> [Selection]

══════════════════════════════

# Limescale



## Dominic (7 Jan 2014)

Ever since i have started keeping fish, i have noticed that when my water level drops, it leaves a milky white residue behind, which is terrible to get rid of, and usually leaves a white line wherever the water level is. 

Our pH in the area is usually around 8.0 

Is this due to the water hardness? I am going to be having an open topped rimless co2 planted tank. How could i prevent this? Would the co2 do enough to prevent this?


----------



## Nathaniel Whiteside (7 Jan 2014)

Yes, it's your water hardness. 
Reducing mineral content of your water is the only method, by means of an RO unit / dosing less fertilisers.
No, co2 will not affect this, as it's a mineral content problem as oppose to PH problem.

Darrel will be along with the order that salts dry around the rim, as it drys out in a certain order, starting with the least hydrate-able, through to the most. The less easily a salt is hydrated, means the quicker it drys out on the rim.

I should have listened more in chem, but the more I concentrated on the teacher, the more I wanted to strangle him. He was a moron


----------



## Dominic (7 Jan 2014)

is there any other way around this apart from using r.o water? Or at least, less r.o water? And i do not dose fertilisers on my current tank as it is just an ordinary fish tank at the moment with some plants chucked in. 

And does this mean that every time i do a water change, i would need to use r.o water?


----------



## Ady34 (8 Jan 2014)

Hi,
other than reducing hardness your only other option is to regularly top up the tank so the limescale deposit will be less noticable as it tends to follow a reducing waterline. Either top up daily or use an auto top up system to reduce the unsightliness. You may still get a little residue above the water line, but not nearly as bad as when it drops a cm or two.
Also in a planted tank deposits are likely even with soft water as the salts we add as fertilisers are left behind in the same way.
Cheerio,
Ady.


----------



## Dominic (8 Jan 2014)

Ok, thank you for your advice ady! I just wonder how everyone on here keep their rimless open topped tanks so clear of limescale etc. 

Do you think the co2 would lower the ph enough?


----------



## Andy D (8 Jan 2014)

I mix RO with tap water to reduce the hardness but this is more to suit the fish I keep rather than to reduce the effect of limescale.

Regular cleaning with a fairly soft scouring pad normally does the trick though.


----------



## Ady34 (8 Jan 2014)

Dominic said:


> Ok, thank you for your advice ady! I just wonder how everyone on here keep their rimless open topped tanks so clear of limescale etc.
> ?


Good old fashioned elbow grease!
Razor blade, careful of the sealer!scourers as said above and vinegar on a cloth during water change can all work


----------



## tim (8 Jan 2014)

Dominic said:


> Ok, thank you for your advice ady! I just wonder how everyone on here keep their rimless open topped tanks so clear of limescale etc.
> 
> Do you think the co2 would lower the ph enough?


I don't unless I'm due to take a picture


----------



## Dominic (8 Jan 2014)

ahhhhhh i see what you did there guys  haha okay fair enough


----------

══════════════════════════════

> [Data excerpts]
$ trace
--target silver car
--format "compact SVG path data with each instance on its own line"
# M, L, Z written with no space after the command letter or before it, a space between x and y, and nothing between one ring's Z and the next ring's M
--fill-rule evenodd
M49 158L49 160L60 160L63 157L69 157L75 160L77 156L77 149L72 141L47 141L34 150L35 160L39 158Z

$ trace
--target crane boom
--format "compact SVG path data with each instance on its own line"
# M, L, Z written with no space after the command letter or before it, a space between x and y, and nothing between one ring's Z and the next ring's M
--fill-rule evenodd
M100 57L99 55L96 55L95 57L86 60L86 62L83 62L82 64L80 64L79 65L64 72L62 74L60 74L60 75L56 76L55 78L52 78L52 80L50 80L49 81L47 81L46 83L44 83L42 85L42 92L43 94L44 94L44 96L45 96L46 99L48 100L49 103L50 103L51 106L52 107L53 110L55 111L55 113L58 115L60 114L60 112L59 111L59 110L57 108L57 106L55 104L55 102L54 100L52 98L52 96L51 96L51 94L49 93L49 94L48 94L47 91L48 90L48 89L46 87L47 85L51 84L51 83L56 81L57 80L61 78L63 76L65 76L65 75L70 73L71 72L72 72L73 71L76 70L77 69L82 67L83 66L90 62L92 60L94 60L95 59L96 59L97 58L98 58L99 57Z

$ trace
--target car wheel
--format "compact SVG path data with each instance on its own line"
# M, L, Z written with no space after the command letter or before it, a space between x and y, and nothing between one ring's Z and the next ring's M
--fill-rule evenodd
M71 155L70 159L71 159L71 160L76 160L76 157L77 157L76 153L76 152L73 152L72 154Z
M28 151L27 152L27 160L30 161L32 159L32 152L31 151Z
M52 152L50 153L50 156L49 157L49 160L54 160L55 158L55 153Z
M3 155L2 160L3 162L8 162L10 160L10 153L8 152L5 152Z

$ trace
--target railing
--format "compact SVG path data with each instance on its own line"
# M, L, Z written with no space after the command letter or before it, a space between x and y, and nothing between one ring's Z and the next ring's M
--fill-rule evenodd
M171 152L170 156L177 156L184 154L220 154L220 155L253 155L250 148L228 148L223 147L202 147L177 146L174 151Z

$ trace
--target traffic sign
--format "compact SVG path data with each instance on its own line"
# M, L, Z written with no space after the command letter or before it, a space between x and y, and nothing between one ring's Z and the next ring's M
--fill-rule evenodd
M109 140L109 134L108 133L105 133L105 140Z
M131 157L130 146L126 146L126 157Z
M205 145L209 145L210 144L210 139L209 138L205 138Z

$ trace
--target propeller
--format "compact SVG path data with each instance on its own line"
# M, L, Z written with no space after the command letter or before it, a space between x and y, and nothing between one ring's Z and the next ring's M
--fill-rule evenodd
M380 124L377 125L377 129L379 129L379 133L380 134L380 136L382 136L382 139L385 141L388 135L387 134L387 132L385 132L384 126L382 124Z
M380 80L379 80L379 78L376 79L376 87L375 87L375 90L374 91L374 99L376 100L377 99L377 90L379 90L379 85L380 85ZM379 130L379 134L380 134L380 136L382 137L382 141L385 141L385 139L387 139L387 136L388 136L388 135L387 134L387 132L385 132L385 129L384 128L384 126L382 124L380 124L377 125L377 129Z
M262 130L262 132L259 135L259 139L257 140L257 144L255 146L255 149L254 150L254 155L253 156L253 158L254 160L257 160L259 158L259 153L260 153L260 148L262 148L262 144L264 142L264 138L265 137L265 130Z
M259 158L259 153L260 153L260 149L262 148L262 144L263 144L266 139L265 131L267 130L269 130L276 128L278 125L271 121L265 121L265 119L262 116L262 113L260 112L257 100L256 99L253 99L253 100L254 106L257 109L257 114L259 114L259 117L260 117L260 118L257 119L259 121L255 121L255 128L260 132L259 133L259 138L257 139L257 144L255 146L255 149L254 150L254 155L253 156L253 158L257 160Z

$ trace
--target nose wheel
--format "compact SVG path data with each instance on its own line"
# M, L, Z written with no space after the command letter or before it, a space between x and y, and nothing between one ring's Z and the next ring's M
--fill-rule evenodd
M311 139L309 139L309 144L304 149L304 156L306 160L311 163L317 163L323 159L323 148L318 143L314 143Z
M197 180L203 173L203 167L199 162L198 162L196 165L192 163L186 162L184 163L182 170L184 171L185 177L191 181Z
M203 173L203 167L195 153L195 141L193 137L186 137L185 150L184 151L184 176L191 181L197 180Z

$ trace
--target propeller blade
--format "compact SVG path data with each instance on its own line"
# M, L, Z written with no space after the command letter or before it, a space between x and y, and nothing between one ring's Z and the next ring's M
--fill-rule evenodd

══════════════════════════════

> [Work to be completed] Retype part of the limescale thread word for word, beginning at "Is this due" and stopping after "your water hardness.". The lines play no part in what is asked here.

> [Output for this task]
Is this due to the water hardness? I am going to be having an open topped rimless co2 planted tank. How could i prevent this? Would the co2 do enough to prevent this?


----------



## Nathaniel Whiteside (7 Jan 2014)

Yes, it's your water hardness.